Le interne polarità cromatiche si esprimono in coppie di opposti, in cui il blu e il bianco segnano quiete e distanza, come in Visione: «Blu, blu si alzò e cadde. / Appuntito, sottile fischiò e s’introdusse, ma non passò da parte a parte. / In tutti gli angoli è rimbombato. / Grassobruno rimase impigliato apparentemente per tutte le eternità. / Apparentemente. Apparentemente. / Devi solo stendere di più le tue braccia. / Di più. Di più. / E devi coprirti il viso con panno rosso. / E forse non c’è ancora stato uno spostamento: soltanto tu ti sei spostato. / salto bianco dopo salto bianco. / E dopo questo salto bianco di nuovo un salto bianco. / E in questo salto bianco un salto bianco. In ogni salto bianco un salto bianco. / Non è certo un bene che tu non veda il torbido; poiché nel torbido c’è davvero. / Perciò anche tutto comincia…..È scoppiato…..».
In Aperto, invece, Kandinsky crea un’ossessione recitativa, attraverso un ritmo al contrario, definito nello schema eco-gestalt-calco, spogliando le canne dal verde: «Ora nell’erba verde lente dileguanti. / Ora nascoste nella grigia mota. / Or nella bianca neve lente dileguanti. / Ora nascoste nella grigia mota. / Giacquero a lungo: grosse lunghe nere canne. / Giacquero a lungo. / Lunghe canne. / Canne. / Canne».
La forma acquista sintesi, si spinge verso una forte dinamica grafica che discioglie il dato reale nel contrasto e nella tensione, e il dizionario cromatico, messo in atto dall’artista russo, rappresenta il termine libero di un’esplosione di confine: «I primi colori che mi fecero grande impressione sono il verde chiaro e brillante, il bianco, il rosso carminio, il nero e il giallo ocra. Avevo allora tre anni. Quei colori appartenevano a oggetti che non rivedo più chiaramente, come rivedo, invece, i colori» (Sguardi sul passato, p. 11).

════════════════════

**Consegna:** Indica se ciascuna affermazione concorda con il documento, rispondendo sì o no e riportando tra virgolette le parole del documento che lo stabiliscono: (a) in Visione il blu e il bianco segnano quiete e distanza; (b) in Aperto le canne sono descritte come bianche; (c) nel brano tratto da Sguardi sul passato, i primi colori ricordati risalgono ai cinque anni.

════════════════════

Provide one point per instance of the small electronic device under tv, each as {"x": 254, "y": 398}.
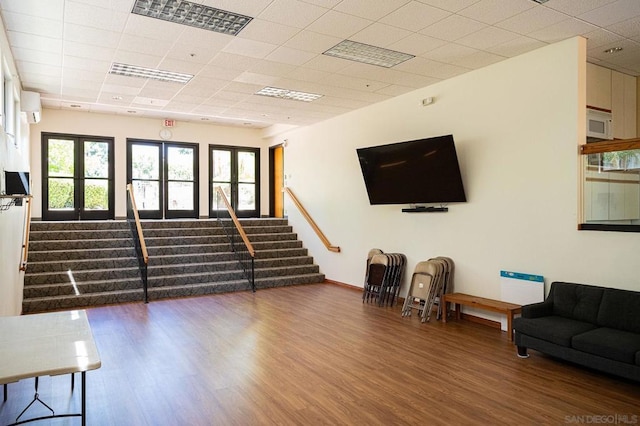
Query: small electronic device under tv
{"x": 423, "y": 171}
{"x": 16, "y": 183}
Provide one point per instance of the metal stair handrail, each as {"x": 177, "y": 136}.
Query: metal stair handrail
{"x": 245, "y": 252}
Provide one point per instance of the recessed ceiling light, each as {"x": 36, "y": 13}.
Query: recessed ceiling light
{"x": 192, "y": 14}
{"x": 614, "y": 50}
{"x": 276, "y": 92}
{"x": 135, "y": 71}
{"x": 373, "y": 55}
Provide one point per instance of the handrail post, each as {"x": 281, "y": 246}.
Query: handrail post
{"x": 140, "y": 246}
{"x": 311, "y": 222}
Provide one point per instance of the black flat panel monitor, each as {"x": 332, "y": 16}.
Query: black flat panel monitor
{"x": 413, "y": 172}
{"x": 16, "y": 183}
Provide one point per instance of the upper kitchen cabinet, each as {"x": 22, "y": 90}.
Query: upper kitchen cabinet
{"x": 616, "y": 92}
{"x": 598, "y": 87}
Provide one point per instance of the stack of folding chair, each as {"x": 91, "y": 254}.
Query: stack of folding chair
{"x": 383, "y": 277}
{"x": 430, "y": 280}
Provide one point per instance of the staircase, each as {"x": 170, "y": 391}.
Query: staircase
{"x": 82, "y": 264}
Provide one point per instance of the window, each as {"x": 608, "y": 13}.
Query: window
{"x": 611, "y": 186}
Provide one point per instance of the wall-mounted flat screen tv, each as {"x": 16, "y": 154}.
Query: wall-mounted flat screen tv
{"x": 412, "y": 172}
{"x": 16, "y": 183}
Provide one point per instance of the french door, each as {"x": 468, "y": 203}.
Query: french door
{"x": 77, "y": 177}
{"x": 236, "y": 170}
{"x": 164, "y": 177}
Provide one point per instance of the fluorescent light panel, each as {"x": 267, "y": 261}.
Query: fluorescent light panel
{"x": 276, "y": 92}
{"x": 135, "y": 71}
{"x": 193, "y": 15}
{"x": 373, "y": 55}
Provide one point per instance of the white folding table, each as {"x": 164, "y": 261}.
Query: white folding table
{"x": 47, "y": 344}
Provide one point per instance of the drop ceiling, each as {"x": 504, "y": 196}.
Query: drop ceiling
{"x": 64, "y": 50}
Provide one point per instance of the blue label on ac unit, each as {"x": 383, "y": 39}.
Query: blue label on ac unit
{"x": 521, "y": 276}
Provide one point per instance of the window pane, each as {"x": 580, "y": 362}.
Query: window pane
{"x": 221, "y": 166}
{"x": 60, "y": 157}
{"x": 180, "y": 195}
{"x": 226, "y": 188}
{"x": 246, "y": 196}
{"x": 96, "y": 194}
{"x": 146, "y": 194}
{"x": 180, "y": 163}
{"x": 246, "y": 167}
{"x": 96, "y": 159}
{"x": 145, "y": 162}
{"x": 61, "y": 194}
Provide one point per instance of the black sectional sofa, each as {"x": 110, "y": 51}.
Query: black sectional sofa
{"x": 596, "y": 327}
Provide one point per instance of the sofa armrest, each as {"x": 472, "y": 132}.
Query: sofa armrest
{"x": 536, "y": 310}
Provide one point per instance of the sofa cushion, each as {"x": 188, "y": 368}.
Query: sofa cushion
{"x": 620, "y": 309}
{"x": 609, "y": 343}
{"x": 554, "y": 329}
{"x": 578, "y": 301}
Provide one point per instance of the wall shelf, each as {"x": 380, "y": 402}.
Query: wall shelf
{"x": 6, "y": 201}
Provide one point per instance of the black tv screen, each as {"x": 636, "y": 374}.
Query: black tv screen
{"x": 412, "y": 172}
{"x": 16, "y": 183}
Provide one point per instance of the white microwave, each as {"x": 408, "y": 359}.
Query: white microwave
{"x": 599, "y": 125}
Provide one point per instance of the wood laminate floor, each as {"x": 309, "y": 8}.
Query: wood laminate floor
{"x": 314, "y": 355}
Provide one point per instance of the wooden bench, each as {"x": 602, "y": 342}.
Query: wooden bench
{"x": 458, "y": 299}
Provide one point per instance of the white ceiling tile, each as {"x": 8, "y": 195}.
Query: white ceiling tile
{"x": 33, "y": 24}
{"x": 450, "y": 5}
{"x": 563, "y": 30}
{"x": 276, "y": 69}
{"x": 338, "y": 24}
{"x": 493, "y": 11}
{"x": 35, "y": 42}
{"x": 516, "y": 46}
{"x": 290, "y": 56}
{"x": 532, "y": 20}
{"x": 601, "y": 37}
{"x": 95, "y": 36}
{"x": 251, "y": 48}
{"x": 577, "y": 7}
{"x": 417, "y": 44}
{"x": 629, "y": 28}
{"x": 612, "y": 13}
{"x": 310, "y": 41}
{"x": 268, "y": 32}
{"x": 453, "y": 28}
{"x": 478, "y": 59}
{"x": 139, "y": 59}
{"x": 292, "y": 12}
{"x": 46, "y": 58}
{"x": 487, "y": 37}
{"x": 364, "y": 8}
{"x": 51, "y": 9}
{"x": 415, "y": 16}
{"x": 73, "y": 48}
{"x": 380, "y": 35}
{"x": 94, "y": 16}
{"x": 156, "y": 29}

════════════════════

**Risposta scritta:**
(a) Sì: «il blu e il bianco segnano quiete e distanza».
(b) No: «grosse lunghe nere canne».
(c) No: «Avevo allora tre anni».